§ Request 1:
Answer these questions using the passage on farming in China below.
(a) What share of greenhouse gas emissions comes directly from agricultural activities?
(b) Which company launched the MG series of drones, and in what year?
(c) How many drones were operating in China's agriculture sector as of September 2017?

§ Passage given:
He says agriculture is contributing a significant share of the greenhouse gas emissions that are causing climate change – 17% directly through agricultural activities and an additional 7% to 14% through land use changes.
Due to China’s large population, the country’s per capita arable land and fresh water resources are much lower than the global average, according to Lam Hon-ming, a professor at the School of Life Sciences at the Chinese University of Hong Kong (CUHK). Lam is also the director of the State Key Laboratory of Agrobiotechnology, a CUHK partner laboratory.
“First-grade arable lands in China occupy less than half of total arable lands,” says Lam. “To boost and maintain crop yield, China has used a lot of fertilisers and chemicals in the field, posing a challenge to sustainable agriculture.”
The country’s total population is expected to reach 1.5 billion by 2030, and such an increase requires an extra 100 billion kilograms of grain to meet demand, according to China’s State Grain Administration.
Yet climate-related disasters account for the loss of 50 billion kg of grain in China every year, and climate change could further trigger uncertainties in the country’s natural environment, according to the China Meteorological Adminis-tration.
A US$313mil (RM52mil) project, funded by the Chinese government and the World Bank, is helping several hundred thousand rural households in six Chinese provinces adopt Climate Smart Agriculture to strengthen their resilience to climate change. As a result, yields of crops like rice and maize have all increased with better irrigation systems and improved soil conditions through technology.
In addition, farmers now enjoy more policy incentives as the country stresses modern agriculture. Financial support and training will be provided to develop a new generation of professional farmers and encourage the growth of a more diverse agriculture business, according to the State Council, China’s Cabinet.
China saw zero growth in chemical fertiliser and pesticide use in 2017. A total of 800,000ha of farmland have been covered by pilot programmes to rotate crops or to leave the land fallow for ecological conservation and sustainable production, with a target to reach two million hectares this year, according to national news agency Xinhua.
Shenzhen-based DJI, the world’s largest commercial drone maker, launched its first farm-specific drone, the MG series, in 2015 to meet the country’s demand for plant protection.
And other products such as its Phantom series high-end consumer drone have been used for agricultural science experiments, mapping, and data analysis, says Xie Tiandi, DJI’s director of communications.
Nearly 10,000 drones had been put into operation in China’s agriculture sector as of September 2017, according to a report by online agriculture magazine Enongzi.
In a test by DJI, an MG-1P agricultural drone could spray about 90 mu (6ha) per hour, 90 times faster than a human.

Dataset rows showing where objects appear:

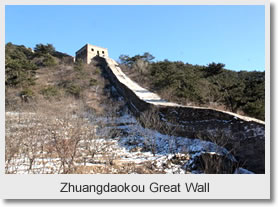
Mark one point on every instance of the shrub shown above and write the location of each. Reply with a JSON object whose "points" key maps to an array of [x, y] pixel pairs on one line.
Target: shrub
{"points": [[74, 90], [93, 82], [50, 91], [26, 94]]}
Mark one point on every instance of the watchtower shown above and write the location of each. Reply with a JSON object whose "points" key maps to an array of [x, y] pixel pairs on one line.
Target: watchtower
{"points": [[88, 52]]}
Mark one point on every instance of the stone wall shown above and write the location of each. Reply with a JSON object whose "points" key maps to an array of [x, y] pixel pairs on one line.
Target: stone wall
{"points": [[243, 136]]}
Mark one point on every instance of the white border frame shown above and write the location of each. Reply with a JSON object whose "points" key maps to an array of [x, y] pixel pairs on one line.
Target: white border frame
{"points": [[221, 186]]}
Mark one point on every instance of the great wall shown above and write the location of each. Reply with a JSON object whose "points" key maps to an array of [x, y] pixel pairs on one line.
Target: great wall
{"points": [[243, 136]]}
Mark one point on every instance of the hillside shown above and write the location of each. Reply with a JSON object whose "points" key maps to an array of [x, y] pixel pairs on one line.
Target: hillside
{"points": [[66, 117], [210, 86]]}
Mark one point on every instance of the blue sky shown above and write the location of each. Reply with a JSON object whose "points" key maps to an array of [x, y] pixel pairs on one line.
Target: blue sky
{"points": [[233, 35]]}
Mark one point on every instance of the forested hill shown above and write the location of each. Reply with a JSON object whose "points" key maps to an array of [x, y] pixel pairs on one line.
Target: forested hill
{"points": [[211, 86]]}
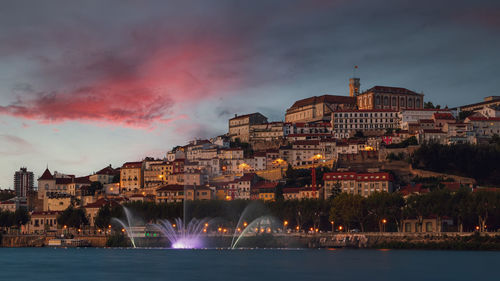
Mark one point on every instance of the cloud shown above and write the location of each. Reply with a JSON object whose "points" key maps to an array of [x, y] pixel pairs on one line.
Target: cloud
{"points": [[14, 145]]}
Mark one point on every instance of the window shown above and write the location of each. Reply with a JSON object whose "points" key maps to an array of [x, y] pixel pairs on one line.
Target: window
{"points": [[428, 227], [407, 227]]}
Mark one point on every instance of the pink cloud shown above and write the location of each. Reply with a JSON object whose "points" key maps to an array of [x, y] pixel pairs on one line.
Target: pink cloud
{"points": [[141, 97]]}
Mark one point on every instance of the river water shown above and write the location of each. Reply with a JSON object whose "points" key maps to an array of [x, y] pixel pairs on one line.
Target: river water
{"points": [[301, 264]]}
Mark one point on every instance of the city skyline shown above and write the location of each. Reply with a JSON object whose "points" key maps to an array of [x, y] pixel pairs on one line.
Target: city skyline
{"points": [[79, 92]]}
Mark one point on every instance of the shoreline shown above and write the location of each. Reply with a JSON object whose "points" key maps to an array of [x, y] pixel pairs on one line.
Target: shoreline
{"points": [[489, 241]]}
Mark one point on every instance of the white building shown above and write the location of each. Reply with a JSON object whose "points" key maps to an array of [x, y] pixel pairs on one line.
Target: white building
{"points": [[346, 123], [411, 116]]}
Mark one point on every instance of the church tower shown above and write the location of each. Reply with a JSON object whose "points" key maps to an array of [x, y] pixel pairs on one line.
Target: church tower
{"points": [[354, 87], [354, 84]]}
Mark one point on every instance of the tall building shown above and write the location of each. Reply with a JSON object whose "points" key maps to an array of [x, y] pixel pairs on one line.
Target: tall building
{"points": [[318, 109], [239, 126], [23, 182], [393, 98]]}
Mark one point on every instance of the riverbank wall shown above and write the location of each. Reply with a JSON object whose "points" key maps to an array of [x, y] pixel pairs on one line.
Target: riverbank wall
{"points": [[302, 240]]}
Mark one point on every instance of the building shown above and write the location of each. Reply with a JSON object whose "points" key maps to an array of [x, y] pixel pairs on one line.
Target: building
{"points": [[318, 109], [266, 132], [239, 126], [178, 193], [46, 183], [391, 98], [363, 184], [370, 122], [484, 127], [92, 209], [432, 135], [23, 182], [131, 176], [43, 222], [413, 116], [57, 202], [105, 175], [491, 101], [13, 204]]}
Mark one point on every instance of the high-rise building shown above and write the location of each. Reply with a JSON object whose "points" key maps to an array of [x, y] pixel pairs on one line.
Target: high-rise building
{"points": [[23, 182]]}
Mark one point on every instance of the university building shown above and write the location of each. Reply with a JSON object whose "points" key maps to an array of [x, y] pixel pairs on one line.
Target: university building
{"points": [[369, 121]]}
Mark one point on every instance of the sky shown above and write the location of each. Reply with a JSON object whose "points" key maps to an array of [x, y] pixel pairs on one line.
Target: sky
{"points": [[85, 84]]}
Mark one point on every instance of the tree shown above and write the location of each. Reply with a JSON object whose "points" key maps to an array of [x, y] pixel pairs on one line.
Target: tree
{"points": [[460, 207], [438, 202], [483, 204]]}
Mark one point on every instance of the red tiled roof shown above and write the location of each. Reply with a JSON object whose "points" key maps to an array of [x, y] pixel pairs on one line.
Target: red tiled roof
{"points": [[410, 189], [426, 121], [175, 187], [102, 202], [246, 115], [488, 119], [288, 190], [64, 180], [390, 90], [433, 131], [452, 186], [132, 165], [443, 116], [247, 177], [366, 110], [46, 175], [324, 99], [306, 142], [106, 171], [265, 184], [357, 176]]}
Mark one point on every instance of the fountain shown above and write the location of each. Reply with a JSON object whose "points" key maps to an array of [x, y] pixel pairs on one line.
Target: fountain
{"points": [[183, 236], [262, 224], [130, 225]]}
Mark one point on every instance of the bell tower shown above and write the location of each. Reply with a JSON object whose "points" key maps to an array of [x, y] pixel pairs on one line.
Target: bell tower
{"points": [[354, 84], [354, 87]]}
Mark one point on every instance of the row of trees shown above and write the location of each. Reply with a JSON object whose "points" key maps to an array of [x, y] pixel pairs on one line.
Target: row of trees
{"points": [[476, 161], [378, 212]]}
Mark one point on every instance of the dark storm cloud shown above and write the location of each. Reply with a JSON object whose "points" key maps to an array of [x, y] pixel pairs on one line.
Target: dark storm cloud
{"points": [[174, 52]]}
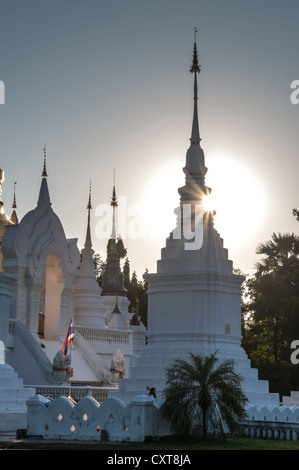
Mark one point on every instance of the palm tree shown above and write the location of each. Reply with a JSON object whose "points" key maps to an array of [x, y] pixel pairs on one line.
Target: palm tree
{"points": [[203, 395], [281, 250]]}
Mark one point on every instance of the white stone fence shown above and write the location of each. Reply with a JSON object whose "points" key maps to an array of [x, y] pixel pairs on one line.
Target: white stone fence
{"points": [[114, 420], [272, 422], [75, 392], [111, 420]]}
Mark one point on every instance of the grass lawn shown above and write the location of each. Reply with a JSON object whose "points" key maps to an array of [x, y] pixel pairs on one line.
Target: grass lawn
{"points": [[169, 444]]}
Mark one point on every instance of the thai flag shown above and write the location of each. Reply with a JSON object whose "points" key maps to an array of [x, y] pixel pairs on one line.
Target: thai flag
{"points": [[68, 339]]}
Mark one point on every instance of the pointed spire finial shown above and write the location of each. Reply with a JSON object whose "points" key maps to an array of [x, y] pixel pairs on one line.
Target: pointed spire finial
{"points": [[44, 173], [114, 198], [14, 204], [195, 67], [89, 206], [88, 243]]}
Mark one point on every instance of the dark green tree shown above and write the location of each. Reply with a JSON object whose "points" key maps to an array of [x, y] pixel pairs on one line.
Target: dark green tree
{"points": [[273, 307], [203, 396]]}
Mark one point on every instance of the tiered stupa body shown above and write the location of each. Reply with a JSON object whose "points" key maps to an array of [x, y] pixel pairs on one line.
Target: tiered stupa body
{"points": [[194, 299]]}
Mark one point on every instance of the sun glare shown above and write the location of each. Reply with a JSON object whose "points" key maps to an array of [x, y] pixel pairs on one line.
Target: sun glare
{"points": [[239, 199], [237, 196]]}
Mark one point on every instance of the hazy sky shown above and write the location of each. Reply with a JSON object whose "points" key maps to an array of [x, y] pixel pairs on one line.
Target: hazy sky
{"points": [[106, 85]]}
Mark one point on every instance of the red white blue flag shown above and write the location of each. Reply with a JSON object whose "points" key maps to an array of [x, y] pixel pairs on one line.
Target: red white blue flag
{"points": [[68, 339]]}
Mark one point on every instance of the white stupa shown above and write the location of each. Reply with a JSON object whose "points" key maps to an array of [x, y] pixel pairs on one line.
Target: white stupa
{"points": [[194, 299]]}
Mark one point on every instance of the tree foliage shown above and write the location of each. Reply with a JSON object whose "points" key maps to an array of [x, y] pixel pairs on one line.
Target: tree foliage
{"points": [[203, 396], [273, 310]]}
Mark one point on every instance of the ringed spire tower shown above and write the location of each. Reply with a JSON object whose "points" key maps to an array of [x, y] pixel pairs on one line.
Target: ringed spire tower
{"points": [[114, 205], [195, 68]]}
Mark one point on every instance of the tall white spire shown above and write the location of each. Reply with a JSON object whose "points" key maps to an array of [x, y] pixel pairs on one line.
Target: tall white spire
{"points": [[88, 243], [195, 68], [44, 197], [114, 205]]}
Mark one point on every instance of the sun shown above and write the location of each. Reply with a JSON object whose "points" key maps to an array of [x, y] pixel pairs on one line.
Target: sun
{"points": [[237, 196]]}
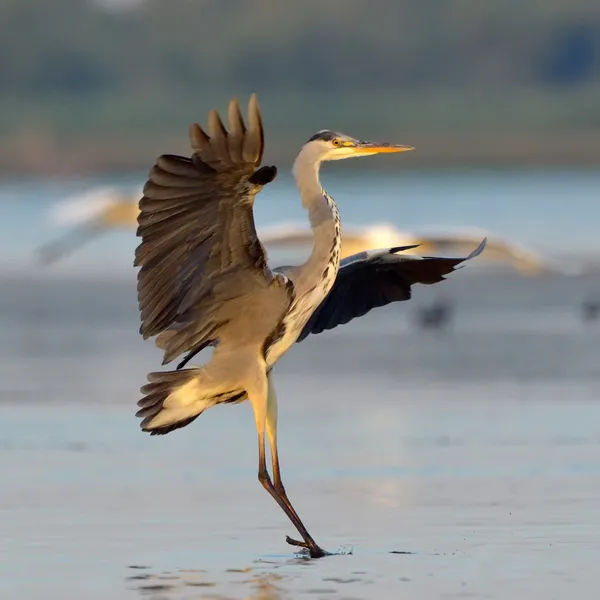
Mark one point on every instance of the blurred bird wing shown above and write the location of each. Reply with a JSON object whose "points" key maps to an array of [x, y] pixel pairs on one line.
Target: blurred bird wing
{"points": [[497, 248], [375, 278], [201, 260]]}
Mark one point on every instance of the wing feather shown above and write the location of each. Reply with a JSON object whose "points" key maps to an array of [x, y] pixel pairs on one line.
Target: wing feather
{"points": [[200, 258], [372, 279]]}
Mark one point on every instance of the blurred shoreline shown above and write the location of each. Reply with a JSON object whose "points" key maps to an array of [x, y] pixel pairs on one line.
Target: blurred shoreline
{"points": [[48, 155]]}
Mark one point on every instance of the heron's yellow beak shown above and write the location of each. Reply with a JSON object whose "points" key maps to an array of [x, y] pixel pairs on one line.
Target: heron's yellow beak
{"points": [[373, 148]]}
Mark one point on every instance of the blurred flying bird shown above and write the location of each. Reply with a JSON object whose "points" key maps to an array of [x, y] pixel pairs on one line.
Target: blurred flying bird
{"points": [[204, 280], [105, 209]]}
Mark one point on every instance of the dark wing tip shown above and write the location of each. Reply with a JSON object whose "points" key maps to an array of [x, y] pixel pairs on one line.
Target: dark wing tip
{"points": [[263, 175], [397, 249], [478, 250]]}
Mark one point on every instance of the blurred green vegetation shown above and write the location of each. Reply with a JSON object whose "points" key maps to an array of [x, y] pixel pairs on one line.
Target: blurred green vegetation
{"points": [[466, 81]]}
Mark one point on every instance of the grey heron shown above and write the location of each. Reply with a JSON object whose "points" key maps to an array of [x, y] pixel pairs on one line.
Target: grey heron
{"points": [[204, 279]]}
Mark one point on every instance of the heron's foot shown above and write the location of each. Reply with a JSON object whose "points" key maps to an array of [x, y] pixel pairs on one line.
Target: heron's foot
{"points": [[313, 549]]}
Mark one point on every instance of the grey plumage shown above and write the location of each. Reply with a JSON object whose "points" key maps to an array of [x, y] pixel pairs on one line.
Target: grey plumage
{"points": [[373, 279], [204, 279]]}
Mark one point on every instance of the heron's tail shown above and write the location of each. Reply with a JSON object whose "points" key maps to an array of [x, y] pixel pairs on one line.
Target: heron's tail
{"points": [[173, 399]]}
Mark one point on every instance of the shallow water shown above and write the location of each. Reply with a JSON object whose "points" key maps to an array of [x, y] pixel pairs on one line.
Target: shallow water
{"points": [[473, 452]]}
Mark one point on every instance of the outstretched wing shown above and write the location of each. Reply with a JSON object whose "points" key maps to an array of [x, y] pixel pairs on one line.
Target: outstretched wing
{"points": [[200, 257], [372, 279]]}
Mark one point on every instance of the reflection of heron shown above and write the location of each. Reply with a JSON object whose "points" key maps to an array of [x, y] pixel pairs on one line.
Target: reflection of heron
{"points": [[119, 210], [436, 315], [204, 280], [590, 310]]}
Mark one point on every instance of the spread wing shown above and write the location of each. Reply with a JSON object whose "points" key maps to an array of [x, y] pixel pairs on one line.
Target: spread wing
{"points": [[201, 260], [372, 279]]}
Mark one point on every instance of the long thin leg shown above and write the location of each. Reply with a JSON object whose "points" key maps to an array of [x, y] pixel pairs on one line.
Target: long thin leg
{"points": [[258, 395], [271, 423]]}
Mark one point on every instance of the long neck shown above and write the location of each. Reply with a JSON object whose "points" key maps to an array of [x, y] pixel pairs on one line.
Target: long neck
{"points": [[323, 216]]}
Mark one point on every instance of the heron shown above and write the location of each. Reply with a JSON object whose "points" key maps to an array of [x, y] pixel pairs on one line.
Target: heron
{"points": [[204, 281]]}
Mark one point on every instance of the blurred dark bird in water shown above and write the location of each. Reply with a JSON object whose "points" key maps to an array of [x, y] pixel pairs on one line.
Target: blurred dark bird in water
{"points": [[435, 316], [590, 310], [204, 279]]}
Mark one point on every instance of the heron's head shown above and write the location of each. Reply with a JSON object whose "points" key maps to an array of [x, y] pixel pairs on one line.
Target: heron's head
{"points": [[331, 145]]}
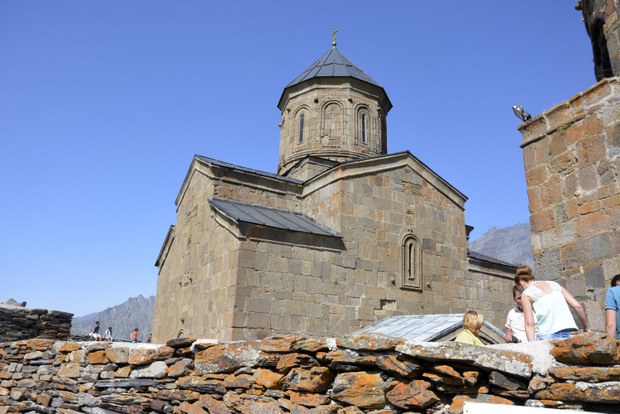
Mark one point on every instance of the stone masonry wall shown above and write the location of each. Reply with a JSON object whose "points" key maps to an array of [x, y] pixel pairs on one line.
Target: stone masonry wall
{"points": [[18, 323], [301, 375], [572, 167]]}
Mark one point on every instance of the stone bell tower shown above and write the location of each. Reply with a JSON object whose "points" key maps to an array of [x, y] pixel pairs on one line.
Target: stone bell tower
{"points": [[332, 112]]}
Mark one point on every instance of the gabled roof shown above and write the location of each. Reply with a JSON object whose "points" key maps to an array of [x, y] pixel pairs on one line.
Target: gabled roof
{"points": [[421, 328], [333, 64], [245, 169], [270, 217]]}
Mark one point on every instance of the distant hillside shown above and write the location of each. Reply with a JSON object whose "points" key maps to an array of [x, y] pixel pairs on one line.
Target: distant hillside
{"points": [[124, 318], [511, 244]]}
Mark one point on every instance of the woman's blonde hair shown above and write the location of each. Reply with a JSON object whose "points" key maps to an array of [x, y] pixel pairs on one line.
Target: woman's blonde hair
{"points": [[471, 319], [524, 274]]}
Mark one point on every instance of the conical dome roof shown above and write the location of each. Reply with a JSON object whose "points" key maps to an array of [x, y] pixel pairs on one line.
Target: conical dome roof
{"points": [[333, 64]]}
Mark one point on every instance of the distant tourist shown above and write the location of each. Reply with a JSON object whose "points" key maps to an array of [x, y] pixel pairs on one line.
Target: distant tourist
{"points": [[108, 334], [546, 307], [95, 332], [612, 308], [472, 323], [515, 321], [134, 336]]}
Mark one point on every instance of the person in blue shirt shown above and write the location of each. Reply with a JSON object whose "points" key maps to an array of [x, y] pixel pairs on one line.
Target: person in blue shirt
{"points": [[612, 308]]}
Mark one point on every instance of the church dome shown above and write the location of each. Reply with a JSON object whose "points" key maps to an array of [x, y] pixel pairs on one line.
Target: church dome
{"points": [[332, 111]]}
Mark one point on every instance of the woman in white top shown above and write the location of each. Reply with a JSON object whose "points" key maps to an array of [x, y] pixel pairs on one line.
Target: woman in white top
{"points": [[546, 307], [515, 321]]}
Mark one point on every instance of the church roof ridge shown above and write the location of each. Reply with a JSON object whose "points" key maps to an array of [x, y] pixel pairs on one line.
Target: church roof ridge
{"points": [[334, 64], [246, 169]]}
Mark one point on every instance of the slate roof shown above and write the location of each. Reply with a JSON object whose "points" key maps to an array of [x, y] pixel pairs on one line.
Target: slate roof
{"points": [[485, 258], [270, 217], [419, 328], [333, 64], [245, 169]]}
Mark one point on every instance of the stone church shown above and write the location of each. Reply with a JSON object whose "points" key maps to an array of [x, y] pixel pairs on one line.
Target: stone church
{"points": [[343, 235]]}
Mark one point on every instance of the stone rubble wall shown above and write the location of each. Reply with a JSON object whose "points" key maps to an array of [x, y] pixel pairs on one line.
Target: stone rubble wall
{"points": [[301, 375], [18, 323]]}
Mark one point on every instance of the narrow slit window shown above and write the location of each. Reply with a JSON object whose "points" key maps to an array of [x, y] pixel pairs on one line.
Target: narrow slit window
{"points": [[364, 128], [412, 264]]}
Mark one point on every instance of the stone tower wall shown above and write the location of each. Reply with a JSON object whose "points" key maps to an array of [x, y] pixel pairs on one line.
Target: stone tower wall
{"points": [[292, 282], [332, 122], [197, 276], [204, 255], [572, 167]]}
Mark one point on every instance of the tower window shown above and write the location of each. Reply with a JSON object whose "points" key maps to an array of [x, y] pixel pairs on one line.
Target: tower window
{"points": [[364, 128], [412, 263]]}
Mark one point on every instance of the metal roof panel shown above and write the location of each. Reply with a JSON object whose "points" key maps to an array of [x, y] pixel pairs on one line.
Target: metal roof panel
{"points": [[269, 217]]}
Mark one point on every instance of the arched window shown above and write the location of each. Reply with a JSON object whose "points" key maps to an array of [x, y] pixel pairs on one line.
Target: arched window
{"points": [[364, 128], [412, 263], [363, 134], [332, 121]]}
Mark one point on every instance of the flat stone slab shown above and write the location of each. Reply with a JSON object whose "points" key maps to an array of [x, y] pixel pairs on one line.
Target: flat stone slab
{"points": [[509, 362]]}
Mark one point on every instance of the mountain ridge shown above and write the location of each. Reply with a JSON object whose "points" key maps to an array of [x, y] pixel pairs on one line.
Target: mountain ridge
{"points": [[511, 244], [136, 312]]}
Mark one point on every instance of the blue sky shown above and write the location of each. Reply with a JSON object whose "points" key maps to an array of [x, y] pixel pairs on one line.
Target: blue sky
{"points": [[103, 104]]}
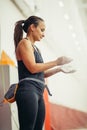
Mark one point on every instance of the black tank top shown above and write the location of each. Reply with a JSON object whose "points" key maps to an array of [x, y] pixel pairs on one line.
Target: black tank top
{"points": [[23, 72]]}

§ Request 2:
List every line of the rows above that contains the string "neck", matching its case.

§ Full solution 1:
(a) 17%
(b) DJI, in 2015
(c) Nearly 10,000

§ Full solution 2:
Mark one point on every instance of the long neck shown above and write the location of each. Reply with a JSON object whose "points" key maps to an array of [x, y] pixel pairs on one line.
Target: long neck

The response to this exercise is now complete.